--- EXCERPT TO READ Enclosed Below ---
Wednesday, April 7, 2010

Recording Class...and Classes in General

I've missed the last three recording classes and I felt guilty about that.

Last night I stopped feeling guilty. I also decided that, though there's two more recording classes left, I'm probably not going to them.

What seemed like a folksie pilgrimage to the wise mountain of R seven weeks ago now seems like a monumental waste of time and money. Maybe I'm just impatient and in a bad mood because I'm busy. Maybe I'm PMSing (hard to tell these days when that's going on). But last night was torture.

I'll point out that I arrived to class in a REALLY good mood and looking forward to it. So I was set up for goodness.

I arrived at the prescribed start time of class, 7pm. One of R's clients was there. It wasn't explained to us why. Turns out there was no reason. He chatted at us for a while and left. He also managed to act like his music was art and everyone else was just in it for the money. This, ironic, since he makes his living playing music. R and I had a sidebar about this ironic attitude later.

Anyway, there was general chatting...and at about 8:20pm (yes, that's almost an hour and a half into a two hour class) R actually cued something up on the computer for us to look at. It's not clear to me what he was trying to get across with this as he didn't explain. It was a recording of the guy we'd just met. Acoustic guitar and vocal with additional vocals and bass overdubbed. He talked a bit about how, when there's 5 mics in a room, that the waves will cancel or add sometimes, and that part of mixing is correcting for this. He also showed us some plugins...which he's showed us before. He talked about moving things to buses...which he's showed us before...and explained how bouncing is difference than moving things to buses. At 9:10pm (class is supposed to end at 9pm) myself and another student got up and said we had to go home.
--- End of Enclosed EXCERPT TO READ ---
--- MATERIAL PROVIDED Enclosed Below ---
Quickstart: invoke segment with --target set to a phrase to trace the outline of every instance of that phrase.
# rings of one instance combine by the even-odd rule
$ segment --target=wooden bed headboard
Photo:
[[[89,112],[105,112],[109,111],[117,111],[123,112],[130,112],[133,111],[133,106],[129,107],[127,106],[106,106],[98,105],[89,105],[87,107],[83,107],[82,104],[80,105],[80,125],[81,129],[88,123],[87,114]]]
--- End of Enclosed MATERIAL PROVIDED ---
--- MATERIAL PROVIDED Enclosed Below ---
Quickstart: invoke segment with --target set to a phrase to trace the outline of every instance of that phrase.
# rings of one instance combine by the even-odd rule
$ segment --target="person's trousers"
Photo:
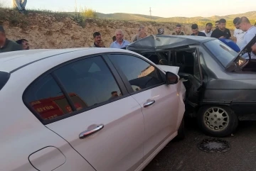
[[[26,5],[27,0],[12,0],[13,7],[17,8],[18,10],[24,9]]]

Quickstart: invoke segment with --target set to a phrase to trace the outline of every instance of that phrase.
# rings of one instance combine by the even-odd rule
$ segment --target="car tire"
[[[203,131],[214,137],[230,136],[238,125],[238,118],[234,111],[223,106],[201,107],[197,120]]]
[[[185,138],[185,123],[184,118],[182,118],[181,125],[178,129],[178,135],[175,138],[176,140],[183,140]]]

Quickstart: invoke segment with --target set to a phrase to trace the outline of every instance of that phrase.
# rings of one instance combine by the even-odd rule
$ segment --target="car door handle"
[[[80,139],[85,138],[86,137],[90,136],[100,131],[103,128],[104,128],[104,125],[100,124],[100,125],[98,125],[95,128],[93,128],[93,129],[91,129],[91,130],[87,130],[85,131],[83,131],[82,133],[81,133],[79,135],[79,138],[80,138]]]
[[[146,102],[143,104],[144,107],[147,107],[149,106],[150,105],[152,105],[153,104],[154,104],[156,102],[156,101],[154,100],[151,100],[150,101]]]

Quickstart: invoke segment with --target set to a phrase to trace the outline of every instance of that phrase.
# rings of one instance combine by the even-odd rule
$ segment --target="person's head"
--- End of Enclosed MATERIAL PROVIDED ---
■ TASKS TO CARRY OUT:
**A.** In the recording class post, copy the passage starting with "I arrived at" and going on through "ironic attitude later.", swapping "7pm" for "6pm".
**B.** According to the recording class post, at about what time did R first cue something up on the computer for the class to look at?
The listing is not needed for anything here.

■ ANSWERS BY ITEM:
**A.**
I arrived at the prescribed start time of class, 6pm. One of R's clients was there. It wasn't explained to us why. Turns out there was no reason. He chatted at us for a while and left. He also managed to act like his music was art and everyone else was just in it for the money. This, ironic, since he makes his living playing music. R and I had a sidebar about this ironic attitude later.

**B.** At about 8:20pm.